* [Point annotation records]:
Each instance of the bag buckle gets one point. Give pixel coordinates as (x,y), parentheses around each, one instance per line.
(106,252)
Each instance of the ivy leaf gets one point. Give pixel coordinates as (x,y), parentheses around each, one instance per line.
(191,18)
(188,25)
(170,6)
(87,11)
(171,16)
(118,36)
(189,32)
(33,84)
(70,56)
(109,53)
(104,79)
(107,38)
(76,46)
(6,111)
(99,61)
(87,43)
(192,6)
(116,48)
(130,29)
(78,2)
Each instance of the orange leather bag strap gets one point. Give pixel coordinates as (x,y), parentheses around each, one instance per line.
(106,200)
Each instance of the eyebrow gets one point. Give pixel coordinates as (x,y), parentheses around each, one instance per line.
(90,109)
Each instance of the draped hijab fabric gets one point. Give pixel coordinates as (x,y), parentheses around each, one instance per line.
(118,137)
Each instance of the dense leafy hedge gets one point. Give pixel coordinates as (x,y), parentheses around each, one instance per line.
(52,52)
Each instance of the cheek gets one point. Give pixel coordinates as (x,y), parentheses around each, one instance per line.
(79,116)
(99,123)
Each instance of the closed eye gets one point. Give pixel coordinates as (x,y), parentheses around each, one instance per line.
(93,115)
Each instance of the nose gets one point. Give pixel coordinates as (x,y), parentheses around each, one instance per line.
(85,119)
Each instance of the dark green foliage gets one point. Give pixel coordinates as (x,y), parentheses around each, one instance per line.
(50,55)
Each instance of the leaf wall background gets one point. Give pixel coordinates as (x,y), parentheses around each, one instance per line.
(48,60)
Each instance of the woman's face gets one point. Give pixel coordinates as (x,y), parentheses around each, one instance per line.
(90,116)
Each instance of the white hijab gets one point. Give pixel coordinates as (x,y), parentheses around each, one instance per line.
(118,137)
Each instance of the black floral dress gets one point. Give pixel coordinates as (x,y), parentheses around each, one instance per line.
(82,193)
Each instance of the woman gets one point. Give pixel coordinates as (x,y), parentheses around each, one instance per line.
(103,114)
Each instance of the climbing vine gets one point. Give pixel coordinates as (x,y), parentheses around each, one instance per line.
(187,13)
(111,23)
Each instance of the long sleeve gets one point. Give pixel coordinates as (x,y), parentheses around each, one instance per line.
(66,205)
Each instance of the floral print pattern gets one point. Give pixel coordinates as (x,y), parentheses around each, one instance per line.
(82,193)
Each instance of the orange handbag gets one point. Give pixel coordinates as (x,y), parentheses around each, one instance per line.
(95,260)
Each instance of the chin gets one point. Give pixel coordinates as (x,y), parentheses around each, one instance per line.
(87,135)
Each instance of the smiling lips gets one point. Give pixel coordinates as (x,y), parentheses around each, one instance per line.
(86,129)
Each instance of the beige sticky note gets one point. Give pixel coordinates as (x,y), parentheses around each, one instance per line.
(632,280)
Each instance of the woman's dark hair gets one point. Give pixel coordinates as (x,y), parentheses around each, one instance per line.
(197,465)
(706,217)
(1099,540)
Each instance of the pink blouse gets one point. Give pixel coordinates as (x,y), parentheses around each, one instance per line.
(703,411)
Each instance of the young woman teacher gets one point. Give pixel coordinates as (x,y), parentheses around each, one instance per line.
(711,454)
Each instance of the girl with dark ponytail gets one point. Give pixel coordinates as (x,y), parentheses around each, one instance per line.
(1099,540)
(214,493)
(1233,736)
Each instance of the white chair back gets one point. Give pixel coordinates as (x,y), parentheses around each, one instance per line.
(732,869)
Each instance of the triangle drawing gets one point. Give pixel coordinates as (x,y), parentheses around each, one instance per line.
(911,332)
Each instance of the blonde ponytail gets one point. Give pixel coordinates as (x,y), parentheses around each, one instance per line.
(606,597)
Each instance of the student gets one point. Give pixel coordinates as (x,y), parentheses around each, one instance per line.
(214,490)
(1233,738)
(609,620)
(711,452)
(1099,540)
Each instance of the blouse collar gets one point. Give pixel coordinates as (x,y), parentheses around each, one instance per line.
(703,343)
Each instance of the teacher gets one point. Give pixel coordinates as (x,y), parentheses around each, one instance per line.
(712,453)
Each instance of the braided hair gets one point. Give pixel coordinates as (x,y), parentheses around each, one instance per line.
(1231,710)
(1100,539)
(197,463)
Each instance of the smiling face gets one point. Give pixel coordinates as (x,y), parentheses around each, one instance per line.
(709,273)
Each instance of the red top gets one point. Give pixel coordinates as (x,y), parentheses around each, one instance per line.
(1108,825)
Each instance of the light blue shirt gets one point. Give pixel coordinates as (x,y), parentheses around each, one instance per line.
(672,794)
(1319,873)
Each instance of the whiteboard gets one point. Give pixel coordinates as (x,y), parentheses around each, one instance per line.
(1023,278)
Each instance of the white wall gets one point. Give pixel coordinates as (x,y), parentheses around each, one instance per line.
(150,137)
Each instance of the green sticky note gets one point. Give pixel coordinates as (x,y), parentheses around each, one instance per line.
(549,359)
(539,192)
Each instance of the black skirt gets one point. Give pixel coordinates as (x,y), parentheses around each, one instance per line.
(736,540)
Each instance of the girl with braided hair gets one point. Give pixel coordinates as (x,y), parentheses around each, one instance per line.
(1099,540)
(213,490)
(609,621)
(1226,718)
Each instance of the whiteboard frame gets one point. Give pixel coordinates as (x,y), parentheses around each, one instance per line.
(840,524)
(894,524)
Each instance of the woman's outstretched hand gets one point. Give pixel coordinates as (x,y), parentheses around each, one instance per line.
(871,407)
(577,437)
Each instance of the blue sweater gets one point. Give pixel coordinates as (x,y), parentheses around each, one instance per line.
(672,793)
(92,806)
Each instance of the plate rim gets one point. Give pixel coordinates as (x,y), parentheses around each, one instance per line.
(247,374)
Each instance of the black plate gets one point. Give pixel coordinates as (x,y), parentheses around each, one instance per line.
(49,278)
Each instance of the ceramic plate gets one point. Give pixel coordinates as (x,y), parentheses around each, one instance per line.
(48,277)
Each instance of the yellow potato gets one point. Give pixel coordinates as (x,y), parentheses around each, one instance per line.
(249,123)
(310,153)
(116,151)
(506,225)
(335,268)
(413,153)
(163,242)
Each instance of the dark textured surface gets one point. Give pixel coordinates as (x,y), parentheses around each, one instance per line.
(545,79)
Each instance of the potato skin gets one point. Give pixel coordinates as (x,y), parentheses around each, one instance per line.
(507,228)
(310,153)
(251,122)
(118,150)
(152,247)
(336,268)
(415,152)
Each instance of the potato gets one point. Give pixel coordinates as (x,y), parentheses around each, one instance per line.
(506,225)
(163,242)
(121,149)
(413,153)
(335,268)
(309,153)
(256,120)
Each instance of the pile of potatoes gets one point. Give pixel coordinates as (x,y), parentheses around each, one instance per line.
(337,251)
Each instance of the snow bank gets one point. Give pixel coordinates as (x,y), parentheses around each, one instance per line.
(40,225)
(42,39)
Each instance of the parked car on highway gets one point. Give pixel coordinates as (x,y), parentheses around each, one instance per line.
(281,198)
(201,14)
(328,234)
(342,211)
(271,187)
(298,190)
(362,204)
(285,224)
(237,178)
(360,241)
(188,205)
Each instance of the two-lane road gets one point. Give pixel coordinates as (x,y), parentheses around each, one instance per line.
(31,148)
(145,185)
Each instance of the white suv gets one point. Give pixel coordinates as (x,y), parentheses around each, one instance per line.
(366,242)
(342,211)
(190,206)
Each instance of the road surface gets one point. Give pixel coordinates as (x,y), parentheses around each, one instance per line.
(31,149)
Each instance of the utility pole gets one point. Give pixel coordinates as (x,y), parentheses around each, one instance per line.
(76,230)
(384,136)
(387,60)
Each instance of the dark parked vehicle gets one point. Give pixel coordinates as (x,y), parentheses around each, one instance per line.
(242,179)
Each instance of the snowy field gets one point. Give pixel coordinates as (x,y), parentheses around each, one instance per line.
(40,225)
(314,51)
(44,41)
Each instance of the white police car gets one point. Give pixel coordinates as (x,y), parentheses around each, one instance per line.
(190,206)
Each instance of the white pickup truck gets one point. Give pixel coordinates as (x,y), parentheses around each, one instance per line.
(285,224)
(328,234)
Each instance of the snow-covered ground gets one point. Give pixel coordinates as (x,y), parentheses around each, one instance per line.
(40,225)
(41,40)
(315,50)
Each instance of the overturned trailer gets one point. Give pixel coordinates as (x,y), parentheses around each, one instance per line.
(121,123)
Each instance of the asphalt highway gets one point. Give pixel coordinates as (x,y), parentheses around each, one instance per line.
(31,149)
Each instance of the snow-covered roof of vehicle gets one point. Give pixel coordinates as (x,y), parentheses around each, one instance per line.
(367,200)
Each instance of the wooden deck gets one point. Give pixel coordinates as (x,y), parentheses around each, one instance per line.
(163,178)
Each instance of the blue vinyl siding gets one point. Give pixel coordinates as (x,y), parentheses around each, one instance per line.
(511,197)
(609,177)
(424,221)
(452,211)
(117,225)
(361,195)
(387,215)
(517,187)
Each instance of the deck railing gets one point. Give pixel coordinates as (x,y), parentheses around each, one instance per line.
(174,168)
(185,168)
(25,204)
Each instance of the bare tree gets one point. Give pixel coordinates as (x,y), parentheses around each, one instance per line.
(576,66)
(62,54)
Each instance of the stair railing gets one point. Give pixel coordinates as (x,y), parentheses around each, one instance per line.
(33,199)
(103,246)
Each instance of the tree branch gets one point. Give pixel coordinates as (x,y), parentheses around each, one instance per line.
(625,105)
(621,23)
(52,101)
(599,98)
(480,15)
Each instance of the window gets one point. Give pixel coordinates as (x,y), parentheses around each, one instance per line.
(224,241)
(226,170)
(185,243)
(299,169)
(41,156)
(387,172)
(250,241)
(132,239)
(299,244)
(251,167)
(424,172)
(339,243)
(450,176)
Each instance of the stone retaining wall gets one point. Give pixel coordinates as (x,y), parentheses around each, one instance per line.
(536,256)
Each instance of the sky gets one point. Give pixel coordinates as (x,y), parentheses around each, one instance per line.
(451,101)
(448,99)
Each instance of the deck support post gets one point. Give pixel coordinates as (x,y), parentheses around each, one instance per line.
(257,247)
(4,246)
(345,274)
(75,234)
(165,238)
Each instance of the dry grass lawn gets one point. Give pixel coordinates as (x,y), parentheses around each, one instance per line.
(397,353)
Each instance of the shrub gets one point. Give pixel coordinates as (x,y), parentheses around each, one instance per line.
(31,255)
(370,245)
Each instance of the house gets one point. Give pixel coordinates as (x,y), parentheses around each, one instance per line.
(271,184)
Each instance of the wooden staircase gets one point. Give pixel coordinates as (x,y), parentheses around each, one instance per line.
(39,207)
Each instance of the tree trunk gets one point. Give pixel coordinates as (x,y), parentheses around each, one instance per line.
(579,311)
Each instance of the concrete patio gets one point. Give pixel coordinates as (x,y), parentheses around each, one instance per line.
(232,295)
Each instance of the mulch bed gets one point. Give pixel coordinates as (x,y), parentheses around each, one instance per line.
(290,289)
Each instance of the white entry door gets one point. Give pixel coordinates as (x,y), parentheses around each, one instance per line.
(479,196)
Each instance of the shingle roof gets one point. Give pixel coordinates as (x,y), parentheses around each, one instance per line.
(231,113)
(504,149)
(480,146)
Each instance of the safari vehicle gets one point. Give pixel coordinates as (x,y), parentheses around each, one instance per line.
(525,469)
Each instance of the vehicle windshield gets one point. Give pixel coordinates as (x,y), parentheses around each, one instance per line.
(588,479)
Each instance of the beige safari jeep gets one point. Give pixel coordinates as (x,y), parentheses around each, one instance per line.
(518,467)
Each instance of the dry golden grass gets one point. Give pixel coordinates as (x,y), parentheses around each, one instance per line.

* [GIVEN REQUEST]: Return precisely the lines of the records, starting with the line that holds "Each instance of the tree trunk" and ending with the last one.

* [EXERCISE ANSWER]:
Each instance of the tree trunk gets one point. Give pixel coordinates as (x,y), parentheses around each, one instance per line.
(579,311)
Each instance of the concrete patio gets one point. Give pixel coordinates as (x,y), parentheses around each, one instance per line.
(232,295)
Each instance of the mulch bed gets one point. Give pixel coordinates as (x,y), parentheses around each, one instance per line.
(290,289)
Each instance of the white entry door gets one point. Give pixel coordinates as (x,y), parentheses around each, one instance per line.
(479,196)
Each instance of the shingle roof gets one point. Give pixel coordinates as (x,y), parentheses around each, one instance per line.
(231,113)
(504,149)
(480,146)
Each instance of the safari vehicle gets one point. Give pixel coordinates as (x,y), parentheses around each, one instance per line.
(525,469)
Each instance of the vehicle windshield gets one point. Give pixel coordinates as (x,y), parentheses around each, one instance per line.
(588,479)
Each instance of the beige safari jeep gets one point. Give pixel coordinates as (x,y), parentheses around each, one instance per line.
(518,467)
Each instance of the dry golden grass gets one point. Give pixel coordinates as (x,y), parentheses around each, one instance per line.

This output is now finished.